**TEXT EXCERPT:**
▬▬▬▬▬▬▬▬▬▬

I’m a bit hesitant to show yet another page of botanical sketches, but I quite like this sketch of willowweed.
During my vacation, I only did three sketches, all of them larger landscapes. I returned to this view several times with different light situations and I think I learned a lot about drawing small houses nested into hills.
The last page with florals for this sketchbook tour, featuring a cyclamen I bought for my plant shelf and two garden flowers. I really enjoy simplifying the watercolor aspect of sketching currently, somehow drawing keeps me better in the flow of things, and watercolor means I have to wait for layers to dry.
The last page of this sketchbook tour features two scenes from my vacation – a monastery and the botanical garden in Karlsruhe. I didn’t have the time to sketch so I took a lot of photos, and it’s fun revisiting those places. It’s always a bit hard to get the lighting right when working from photos, it’s something that I’m still figuring out as I practice.
This is it for this sketchbook tour, I hope you enjoyed it. What have you been drawing this summer?
Lovely work. Thank you!
Thank you very much!
Julia, These are just beautiful! The detail and range/depth of color bring them alive. Morning inspiration for me here in the west of U.S.A. Thank you!!!
Thank you so much Janet!
Beautiful! I particularly like the wild rose at the beginning. I love these tours of your work, thank you for sharing them with us.

▬▬▬▬▬▬▬▬▬▬

**ITEMS:**

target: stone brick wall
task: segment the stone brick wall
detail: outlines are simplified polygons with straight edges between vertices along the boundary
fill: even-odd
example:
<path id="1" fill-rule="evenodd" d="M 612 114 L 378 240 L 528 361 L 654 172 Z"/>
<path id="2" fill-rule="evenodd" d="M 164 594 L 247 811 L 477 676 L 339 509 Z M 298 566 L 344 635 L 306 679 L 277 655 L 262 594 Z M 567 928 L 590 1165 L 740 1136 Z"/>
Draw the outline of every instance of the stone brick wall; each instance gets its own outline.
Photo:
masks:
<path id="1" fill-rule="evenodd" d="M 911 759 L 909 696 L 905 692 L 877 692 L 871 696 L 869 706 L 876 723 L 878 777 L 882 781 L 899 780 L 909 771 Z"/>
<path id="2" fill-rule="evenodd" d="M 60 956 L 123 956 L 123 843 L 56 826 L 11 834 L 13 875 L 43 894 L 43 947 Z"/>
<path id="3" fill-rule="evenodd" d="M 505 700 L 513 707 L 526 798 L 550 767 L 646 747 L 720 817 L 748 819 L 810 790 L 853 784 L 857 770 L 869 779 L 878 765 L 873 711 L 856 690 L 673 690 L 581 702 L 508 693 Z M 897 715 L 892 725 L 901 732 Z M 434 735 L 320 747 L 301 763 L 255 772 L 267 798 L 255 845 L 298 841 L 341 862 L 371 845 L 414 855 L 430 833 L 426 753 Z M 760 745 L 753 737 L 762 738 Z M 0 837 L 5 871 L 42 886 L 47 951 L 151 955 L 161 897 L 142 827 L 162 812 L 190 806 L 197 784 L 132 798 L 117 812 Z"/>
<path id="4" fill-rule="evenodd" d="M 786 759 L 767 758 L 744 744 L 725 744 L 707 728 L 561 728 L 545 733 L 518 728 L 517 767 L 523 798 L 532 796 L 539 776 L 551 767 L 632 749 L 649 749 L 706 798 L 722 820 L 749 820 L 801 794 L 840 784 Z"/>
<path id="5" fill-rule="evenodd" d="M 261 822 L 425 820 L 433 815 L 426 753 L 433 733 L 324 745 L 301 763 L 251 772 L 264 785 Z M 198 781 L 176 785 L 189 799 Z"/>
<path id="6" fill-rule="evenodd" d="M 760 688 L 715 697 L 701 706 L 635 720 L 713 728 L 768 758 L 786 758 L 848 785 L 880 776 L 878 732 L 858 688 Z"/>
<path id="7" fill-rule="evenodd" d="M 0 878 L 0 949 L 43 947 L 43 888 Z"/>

▬▬▬▬▬▬▬▬▬▬

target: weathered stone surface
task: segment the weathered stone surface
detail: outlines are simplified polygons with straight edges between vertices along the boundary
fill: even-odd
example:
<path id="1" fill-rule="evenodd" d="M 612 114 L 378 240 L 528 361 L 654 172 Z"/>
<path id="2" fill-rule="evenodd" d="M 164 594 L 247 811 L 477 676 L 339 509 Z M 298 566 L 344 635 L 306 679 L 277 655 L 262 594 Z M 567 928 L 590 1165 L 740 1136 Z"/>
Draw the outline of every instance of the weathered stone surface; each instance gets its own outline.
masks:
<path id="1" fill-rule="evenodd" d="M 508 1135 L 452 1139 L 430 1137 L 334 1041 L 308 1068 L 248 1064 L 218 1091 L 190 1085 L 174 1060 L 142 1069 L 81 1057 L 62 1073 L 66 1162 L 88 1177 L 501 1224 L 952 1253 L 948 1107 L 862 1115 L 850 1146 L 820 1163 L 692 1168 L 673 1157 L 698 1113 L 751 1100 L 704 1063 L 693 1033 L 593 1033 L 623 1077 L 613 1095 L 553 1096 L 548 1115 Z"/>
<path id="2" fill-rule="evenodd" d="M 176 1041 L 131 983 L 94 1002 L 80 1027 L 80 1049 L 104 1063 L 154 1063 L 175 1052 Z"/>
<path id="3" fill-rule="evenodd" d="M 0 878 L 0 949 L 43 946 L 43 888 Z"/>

▬▬▬▬▬▬▬▬▬▬

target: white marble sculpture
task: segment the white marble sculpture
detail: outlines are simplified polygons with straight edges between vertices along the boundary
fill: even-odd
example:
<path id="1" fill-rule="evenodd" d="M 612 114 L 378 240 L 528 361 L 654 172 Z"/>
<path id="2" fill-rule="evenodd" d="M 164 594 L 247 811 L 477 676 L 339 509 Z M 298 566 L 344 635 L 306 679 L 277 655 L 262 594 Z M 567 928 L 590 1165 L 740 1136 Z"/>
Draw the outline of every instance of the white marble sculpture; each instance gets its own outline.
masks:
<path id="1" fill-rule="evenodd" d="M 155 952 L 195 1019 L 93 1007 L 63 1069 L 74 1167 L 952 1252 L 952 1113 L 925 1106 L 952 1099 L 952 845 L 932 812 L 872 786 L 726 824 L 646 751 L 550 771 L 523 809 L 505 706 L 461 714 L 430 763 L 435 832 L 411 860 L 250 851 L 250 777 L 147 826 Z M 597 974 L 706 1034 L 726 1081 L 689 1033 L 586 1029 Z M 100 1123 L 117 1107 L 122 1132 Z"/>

▬▬▬▬▬▬▬▬▬▬

**AIM OF THE EXERCISE:**
Update the stretch of the sketchbook tour text from "During my vacation, I" through "nested into hills." by replacing "landscapes" with "seascapes".

**SOLUTION FOR THIS PROBLEM:**
During my vacation, I only did three sketches, all of them larger seascapes. I returned to this view several times with different light situations and I think I learned a lot about drawing small houses nested into hills.